> [DIRECTIONS FOR THIS TASK]
Nothing outside the range below should be printed. Output exactly the lines from the line with "column 564, row 415" to the line with "column 136, row 27", both included.

Region pointing data
%%

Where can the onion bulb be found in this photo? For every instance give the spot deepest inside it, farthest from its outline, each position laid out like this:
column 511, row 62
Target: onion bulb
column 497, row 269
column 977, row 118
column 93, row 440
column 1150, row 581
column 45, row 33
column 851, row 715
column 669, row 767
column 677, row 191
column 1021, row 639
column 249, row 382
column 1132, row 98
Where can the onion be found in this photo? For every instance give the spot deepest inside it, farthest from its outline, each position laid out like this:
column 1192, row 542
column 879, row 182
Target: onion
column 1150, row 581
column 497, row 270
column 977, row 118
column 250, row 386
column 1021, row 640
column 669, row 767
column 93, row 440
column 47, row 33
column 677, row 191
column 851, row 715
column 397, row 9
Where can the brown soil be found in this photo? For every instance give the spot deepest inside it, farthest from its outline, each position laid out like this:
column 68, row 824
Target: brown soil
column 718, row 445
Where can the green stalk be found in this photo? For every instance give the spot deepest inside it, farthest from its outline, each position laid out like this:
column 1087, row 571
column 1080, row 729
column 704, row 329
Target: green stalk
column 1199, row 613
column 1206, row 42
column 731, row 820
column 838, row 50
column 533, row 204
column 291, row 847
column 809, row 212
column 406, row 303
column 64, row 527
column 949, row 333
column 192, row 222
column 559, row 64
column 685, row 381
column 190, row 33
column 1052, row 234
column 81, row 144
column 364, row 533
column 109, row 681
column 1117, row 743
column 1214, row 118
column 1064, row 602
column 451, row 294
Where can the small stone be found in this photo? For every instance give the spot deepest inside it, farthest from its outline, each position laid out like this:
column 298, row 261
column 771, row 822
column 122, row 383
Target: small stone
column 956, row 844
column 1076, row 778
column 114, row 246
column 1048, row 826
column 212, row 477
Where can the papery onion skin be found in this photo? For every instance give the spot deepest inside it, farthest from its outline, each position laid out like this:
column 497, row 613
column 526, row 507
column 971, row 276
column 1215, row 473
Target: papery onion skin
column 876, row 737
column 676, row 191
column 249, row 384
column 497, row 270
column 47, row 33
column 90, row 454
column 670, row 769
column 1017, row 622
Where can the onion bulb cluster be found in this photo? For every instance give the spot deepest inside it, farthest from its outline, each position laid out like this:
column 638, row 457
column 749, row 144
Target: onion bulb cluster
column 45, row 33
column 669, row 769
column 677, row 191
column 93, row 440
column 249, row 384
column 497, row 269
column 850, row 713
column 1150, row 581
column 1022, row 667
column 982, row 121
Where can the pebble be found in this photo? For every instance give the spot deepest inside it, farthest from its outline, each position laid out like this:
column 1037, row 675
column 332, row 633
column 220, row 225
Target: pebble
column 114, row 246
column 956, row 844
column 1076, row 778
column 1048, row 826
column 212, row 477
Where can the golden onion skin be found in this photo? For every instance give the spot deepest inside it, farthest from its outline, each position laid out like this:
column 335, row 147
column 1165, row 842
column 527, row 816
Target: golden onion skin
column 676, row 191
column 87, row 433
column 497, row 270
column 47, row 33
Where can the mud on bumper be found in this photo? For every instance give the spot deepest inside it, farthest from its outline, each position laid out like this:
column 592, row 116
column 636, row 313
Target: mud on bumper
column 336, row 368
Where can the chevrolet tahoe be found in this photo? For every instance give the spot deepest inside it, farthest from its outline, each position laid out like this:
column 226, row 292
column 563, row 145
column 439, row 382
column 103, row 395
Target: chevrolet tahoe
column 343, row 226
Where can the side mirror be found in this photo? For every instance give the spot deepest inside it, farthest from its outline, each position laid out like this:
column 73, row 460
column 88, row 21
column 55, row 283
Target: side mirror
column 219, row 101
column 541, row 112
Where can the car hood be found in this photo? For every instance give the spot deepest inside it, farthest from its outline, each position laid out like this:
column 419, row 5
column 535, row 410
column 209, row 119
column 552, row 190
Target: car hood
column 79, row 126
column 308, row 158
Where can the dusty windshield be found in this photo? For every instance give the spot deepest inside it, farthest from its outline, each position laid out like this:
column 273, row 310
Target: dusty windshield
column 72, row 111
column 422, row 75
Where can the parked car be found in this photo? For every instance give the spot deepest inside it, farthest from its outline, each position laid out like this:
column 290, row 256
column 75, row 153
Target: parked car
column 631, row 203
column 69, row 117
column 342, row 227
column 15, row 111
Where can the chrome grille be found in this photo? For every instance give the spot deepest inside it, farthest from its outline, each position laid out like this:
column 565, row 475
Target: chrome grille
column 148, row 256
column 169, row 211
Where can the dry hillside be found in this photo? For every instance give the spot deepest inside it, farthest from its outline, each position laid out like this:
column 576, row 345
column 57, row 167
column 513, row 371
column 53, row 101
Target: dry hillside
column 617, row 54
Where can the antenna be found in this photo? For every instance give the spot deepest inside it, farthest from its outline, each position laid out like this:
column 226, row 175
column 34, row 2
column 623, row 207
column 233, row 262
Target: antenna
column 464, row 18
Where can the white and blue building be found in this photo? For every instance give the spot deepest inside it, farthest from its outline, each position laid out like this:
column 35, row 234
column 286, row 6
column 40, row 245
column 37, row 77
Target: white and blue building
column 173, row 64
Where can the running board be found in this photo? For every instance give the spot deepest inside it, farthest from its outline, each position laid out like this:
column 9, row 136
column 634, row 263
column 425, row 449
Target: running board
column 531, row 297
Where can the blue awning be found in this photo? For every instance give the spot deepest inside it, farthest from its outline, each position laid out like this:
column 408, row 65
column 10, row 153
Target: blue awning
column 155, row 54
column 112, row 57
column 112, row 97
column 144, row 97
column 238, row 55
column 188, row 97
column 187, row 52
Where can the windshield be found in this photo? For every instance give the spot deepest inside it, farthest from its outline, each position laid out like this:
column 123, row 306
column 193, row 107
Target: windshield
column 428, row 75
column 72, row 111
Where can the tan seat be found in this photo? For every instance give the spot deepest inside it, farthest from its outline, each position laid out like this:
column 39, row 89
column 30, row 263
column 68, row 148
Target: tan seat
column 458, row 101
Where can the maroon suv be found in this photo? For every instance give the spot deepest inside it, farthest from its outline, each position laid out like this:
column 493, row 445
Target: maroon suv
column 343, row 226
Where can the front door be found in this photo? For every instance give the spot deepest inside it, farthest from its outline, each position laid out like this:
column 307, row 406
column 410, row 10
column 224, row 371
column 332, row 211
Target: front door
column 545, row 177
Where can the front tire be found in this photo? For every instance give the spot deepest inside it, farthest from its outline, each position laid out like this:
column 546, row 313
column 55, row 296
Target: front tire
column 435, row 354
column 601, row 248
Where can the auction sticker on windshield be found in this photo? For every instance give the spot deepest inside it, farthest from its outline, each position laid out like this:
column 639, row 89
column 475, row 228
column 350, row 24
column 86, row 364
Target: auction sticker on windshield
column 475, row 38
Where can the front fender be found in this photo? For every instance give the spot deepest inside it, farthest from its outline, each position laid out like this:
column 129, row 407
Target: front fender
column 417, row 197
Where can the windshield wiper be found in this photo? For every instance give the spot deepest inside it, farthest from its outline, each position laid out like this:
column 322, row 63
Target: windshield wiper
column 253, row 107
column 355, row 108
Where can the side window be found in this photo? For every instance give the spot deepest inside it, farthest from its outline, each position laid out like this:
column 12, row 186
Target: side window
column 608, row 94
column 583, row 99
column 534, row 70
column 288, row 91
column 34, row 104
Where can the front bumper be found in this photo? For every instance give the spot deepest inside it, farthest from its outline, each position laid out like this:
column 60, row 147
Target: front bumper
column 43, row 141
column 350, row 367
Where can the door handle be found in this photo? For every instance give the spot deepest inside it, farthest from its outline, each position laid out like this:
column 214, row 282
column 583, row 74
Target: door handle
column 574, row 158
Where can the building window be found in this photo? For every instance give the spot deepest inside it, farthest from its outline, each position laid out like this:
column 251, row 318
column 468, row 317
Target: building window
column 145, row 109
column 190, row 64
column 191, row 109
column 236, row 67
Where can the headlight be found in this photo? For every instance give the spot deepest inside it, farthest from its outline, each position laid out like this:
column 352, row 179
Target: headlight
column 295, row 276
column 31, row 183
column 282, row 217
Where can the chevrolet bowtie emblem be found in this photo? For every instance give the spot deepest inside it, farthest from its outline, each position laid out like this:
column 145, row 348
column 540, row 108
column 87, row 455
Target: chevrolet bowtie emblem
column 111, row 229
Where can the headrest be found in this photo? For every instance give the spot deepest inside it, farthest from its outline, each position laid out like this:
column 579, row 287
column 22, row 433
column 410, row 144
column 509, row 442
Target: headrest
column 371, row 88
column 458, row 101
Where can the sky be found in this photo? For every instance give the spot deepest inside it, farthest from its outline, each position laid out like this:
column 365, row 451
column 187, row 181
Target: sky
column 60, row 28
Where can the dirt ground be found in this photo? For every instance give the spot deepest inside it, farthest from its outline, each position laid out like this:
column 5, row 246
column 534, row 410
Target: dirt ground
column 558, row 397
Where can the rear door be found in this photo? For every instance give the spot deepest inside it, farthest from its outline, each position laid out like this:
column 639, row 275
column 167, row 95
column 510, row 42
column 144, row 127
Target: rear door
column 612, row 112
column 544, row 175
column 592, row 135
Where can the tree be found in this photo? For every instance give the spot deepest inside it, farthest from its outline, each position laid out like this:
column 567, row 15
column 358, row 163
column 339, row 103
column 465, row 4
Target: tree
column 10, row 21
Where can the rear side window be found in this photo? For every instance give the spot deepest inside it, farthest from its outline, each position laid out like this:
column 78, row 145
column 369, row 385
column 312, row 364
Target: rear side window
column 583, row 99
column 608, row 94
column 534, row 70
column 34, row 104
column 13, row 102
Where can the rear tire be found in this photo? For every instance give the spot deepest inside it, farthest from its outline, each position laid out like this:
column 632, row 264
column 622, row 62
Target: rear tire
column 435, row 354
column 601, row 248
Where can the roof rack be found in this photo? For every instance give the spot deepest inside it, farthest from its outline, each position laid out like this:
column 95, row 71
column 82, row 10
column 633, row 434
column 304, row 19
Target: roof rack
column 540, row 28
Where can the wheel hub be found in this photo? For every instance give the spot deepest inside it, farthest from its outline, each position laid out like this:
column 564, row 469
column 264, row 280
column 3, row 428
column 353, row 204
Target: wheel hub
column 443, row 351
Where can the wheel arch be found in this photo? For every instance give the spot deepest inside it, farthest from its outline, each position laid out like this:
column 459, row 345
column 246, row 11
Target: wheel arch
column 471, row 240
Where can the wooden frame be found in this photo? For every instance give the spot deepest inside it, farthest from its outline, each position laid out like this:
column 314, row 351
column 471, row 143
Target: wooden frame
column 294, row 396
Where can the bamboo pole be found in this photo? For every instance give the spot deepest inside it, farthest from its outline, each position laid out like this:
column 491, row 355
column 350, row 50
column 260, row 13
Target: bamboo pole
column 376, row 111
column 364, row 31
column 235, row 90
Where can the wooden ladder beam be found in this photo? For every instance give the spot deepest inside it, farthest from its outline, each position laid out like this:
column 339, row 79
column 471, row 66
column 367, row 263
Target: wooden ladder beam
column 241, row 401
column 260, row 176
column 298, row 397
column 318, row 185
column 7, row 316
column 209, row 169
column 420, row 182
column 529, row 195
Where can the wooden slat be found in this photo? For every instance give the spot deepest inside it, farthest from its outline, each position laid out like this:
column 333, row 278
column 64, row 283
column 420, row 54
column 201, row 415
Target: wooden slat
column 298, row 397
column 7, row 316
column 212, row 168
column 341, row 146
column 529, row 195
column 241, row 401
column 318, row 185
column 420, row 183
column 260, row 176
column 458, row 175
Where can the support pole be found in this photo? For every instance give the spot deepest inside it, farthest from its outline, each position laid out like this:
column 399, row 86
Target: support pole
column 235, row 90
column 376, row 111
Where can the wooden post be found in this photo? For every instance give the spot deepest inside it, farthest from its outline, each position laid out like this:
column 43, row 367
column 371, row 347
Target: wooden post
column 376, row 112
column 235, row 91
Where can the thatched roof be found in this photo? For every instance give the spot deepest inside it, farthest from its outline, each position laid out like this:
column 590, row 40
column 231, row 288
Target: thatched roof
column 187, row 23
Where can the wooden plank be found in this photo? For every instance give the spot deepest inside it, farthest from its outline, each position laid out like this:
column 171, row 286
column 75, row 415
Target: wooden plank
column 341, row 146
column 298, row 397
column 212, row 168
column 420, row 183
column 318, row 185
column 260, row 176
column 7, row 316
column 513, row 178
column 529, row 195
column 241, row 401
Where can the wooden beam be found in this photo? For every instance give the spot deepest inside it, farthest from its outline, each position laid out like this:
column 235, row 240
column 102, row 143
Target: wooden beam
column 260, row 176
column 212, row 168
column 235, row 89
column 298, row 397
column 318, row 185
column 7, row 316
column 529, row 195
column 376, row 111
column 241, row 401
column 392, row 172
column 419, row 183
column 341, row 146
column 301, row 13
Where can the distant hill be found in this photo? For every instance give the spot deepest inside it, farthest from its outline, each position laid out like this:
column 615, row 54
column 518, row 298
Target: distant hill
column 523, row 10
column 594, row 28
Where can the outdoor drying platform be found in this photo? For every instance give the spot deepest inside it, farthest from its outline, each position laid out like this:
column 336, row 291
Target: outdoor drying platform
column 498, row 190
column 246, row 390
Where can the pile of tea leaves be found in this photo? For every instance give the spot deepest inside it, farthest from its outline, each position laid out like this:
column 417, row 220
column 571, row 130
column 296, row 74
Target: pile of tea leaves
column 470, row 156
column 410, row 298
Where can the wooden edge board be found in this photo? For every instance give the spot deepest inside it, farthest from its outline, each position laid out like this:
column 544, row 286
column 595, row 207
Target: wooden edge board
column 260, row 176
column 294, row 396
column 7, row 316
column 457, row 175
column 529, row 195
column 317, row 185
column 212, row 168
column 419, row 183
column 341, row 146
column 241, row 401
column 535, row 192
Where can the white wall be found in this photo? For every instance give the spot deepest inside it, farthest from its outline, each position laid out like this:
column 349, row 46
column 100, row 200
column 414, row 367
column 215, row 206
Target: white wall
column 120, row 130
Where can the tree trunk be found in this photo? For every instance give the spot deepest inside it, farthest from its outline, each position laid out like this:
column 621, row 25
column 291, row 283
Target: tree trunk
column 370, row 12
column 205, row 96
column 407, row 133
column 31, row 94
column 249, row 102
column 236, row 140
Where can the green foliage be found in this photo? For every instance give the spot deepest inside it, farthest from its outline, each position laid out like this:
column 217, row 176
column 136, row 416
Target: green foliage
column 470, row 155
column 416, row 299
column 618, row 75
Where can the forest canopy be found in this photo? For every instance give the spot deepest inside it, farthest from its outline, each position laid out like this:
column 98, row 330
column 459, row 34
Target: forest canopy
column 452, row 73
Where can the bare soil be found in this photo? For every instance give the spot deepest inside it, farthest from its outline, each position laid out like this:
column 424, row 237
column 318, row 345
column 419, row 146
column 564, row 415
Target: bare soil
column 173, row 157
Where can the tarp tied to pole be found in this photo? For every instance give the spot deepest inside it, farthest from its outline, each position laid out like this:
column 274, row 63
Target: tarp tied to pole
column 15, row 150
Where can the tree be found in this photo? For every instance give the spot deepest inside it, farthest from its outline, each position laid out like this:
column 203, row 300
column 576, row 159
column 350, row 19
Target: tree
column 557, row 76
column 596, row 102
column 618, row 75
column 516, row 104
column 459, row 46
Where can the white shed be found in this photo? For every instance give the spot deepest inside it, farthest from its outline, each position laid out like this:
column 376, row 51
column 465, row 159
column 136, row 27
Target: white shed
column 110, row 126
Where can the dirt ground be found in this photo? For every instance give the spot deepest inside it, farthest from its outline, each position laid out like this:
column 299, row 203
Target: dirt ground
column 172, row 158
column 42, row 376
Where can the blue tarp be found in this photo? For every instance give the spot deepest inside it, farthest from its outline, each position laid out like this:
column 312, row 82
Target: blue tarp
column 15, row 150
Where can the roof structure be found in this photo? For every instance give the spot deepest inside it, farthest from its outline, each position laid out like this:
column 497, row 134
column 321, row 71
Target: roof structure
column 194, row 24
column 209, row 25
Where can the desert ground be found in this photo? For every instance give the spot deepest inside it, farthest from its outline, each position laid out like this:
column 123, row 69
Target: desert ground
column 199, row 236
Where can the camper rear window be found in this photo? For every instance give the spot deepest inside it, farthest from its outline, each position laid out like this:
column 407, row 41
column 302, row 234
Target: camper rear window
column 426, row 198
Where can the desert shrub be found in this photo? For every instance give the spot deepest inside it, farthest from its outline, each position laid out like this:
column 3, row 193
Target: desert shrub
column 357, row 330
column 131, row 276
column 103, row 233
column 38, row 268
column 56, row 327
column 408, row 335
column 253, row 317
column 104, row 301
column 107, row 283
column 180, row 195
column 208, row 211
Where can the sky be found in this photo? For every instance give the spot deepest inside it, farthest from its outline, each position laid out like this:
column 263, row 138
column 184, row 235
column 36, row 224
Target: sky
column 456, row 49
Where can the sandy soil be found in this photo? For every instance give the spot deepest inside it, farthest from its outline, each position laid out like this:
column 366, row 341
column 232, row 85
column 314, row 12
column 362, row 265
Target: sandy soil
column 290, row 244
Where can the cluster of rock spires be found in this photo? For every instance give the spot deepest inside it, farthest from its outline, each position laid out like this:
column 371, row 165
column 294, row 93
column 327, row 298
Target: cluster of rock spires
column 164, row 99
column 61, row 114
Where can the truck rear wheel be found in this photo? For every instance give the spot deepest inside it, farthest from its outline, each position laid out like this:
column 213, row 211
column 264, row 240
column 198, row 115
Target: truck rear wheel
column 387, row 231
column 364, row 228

%%

> [COMPLETED EXERCISE]
column 564, row 415
Target: bare soil
column 173, row 157
Where can the tarp tied to pole be found in this photo? For every instance give the spot deepest inside it, farthest from its outline, each position laid out like this:
column 274, row 63
Target: tarp tied to pole
column 15, row 150
Where can the tree be found in this photo? For every instance give the spot deepest inside it, farthest from its outline, each position laid out like this:
column 203, row 300
column 576, row 159
column 350, row 19
Target: tree
column 557, row 76
column 596, row 102
column 618, row 75
column 516, row 104
column 459, row 46
Where can the white shed be found in this photo? For every instance give the spot deepest inside it, farthest from its outline, each position laid out like this:
column 376, row 51
column 465, row 159
column 136, row 27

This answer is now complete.